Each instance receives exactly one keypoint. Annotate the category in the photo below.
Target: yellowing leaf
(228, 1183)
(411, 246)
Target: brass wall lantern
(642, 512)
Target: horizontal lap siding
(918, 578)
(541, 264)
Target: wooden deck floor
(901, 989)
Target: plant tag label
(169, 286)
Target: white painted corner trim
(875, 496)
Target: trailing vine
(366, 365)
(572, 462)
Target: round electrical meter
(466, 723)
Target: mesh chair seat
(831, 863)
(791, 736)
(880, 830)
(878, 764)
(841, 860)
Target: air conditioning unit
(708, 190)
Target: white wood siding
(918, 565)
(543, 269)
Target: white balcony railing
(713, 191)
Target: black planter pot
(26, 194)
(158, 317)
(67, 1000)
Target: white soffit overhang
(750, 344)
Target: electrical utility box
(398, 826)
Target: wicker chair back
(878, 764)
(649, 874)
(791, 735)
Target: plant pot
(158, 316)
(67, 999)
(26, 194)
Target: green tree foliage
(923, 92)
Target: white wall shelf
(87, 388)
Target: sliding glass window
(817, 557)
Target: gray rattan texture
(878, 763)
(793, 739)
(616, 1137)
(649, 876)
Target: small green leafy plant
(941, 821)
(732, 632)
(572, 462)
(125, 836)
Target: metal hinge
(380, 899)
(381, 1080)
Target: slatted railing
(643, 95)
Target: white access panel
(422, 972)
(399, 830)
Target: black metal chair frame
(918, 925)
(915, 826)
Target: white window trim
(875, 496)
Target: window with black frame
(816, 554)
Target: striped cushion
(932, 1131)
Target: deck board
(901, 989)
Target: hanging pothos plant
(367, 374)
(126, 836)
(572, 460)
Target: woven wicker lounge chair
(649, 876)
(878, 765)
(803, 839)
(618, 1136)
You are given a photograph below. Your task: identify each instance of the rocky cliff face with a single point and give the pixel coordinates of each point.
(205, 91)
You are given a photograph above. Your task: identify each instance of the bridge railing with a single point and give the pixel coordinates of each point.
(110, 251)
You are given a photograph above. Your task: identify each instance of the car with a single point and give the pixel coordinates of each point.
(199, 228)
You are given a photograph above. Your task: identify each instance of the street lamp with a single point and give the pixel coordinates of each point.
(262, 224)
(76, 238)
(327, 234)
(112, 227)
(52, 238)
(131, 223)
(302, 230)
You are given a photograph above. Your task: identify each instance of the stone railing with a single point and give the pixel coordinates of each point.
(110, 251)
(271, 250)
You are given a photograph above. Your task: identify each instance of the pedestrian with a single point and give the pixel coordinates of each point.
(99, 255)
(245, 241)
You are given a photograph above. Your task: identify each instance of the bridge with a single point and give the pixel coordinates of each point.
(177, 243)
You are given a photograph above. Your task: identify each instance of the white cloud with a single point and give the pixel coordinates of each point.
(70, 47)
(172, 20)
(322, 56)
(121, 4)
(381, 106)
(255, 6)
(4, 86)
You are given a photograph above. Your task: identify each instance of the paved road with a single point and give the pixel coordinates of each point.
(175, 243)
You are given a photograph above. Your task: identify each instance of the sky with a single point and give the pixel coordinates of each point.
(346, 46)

•••

## YOUR TASK
Your reply should hold all the entries, each repeated without a single change.

## SOLUTION
Each instance receives exactly one keypoint. Annotate the category in the photo below.
Target: yellowing leaf
(228, 1183)
(411, 246)
Target: brass wall lantern
(642, 512)
Target: horizontal lap siding
(918, 578)
(541, 264)
Target: wooden deck floor
(901, 989)
Target: plant tag label
(169, 286)
Target: white painted corner trim
(875, 496)
Target: trailing vine
(366, 365)
(572, 462)
Target: round electrical meter
(466, 723)
Target: mesh chair seat
(831, 863)
(791, 736)
(880, 830)
(878, 764)
(841, 860)
Target: air conditioning unit
(708, 190)
Target: white wood siding
(918, 565)
(543, 269)
Target: white balcony railing
(713, 191)
Target: black planter pot
(26, 194)
(158, 317)
(67, 1000)
Target: white soffit overhang
(750, 344)
Target: electrical utility box
(398, 826)
Target: wicker chair back
(878, 764)
(649, 874)
(791, 735)
Target: plant pot
(158, 316)
(67, 999)
(26, 194)
Target: green tree foliage
(923, 92)
Target: white wall shelf
(87, 388)
Target: sliding glass window
(817, 557)
Target: gray rattan texture
(878, 763)
(793, 739)
(616, 1137)
(649, 876)
Target: small green leafy plant
(941, 821)
(732, 632)
(572, 462)
(125, 836)
Target: metal hinge
(380, 899)
(381, 1080)
Target: slatted railing
(643, 95)
Target: white access panel
(422, 972)
(399, 830)
Target: black metal chair frame
(918, 925)
(915, 826)
Target: white window trim
(875, 496)
Target: window with black frame
(816, 554)
Target: striped cushion
(932, 1131)
Target: deck board
(901, 989)
Target: hanging pothos plant
(367, 374)
(126, 836)
(572, 460)
Target: woven wicker lounge chair
(649, 876)
(878, 765)
(803, 839)
(618, 1136)
You are given a photograph below. Your task: identify each instance of the rocky cliff face with a single point and give the pixel coordinates of each point.
(205, 91)
You are given a photograph above. Your task: identify each instance of the bridge railing with a single point and give the pixel coordinates of each point.
(110, 251)
You are given a photograph above. Your task: identify each instance of the car with a single point and give the pixel coordinates of each point.
(199, 228)
You are given a photograph above. Your task: identify each instance of the street lamp with a single point and give the pixel coordinates of each point.
(262, 224)
(76, 238)
(327, 234)
(112, 227)
(52, 238)
(131, 223)
(302, 230)
You are given a photograph above. Your task: identify each instance of the stone railing with a single point and give the pixel coordinates of each point.
(110, 251)
(271, 250)
You are given a photograph above. Your task: identify each instance of the pedestrian with a single point and give the pixel coordinates of each point.
(99, 255)
(245, 241)
You are given a photograph above. Your task: identify each instance of the bridge with a single point and give the pixel coordinates of each point.
(177, 243)
You are given a photograph above. Your task: identify each instance of the white cloud with a single point and give the pixel coordinates of each point.
(70, 47)
(172, 20)
(322, 56)
(121, 4)
(381, 106)
(255, 6)
(4, 86)
You are given a photograph above. Your task: identify each instance of the paved road with a single point and give the pixel coordinates of each point.
(175, 243)
You are given a photograph above. Your task: identify each instance of the sky with a single point and give the pixel coordinates of each point.
(346, 46)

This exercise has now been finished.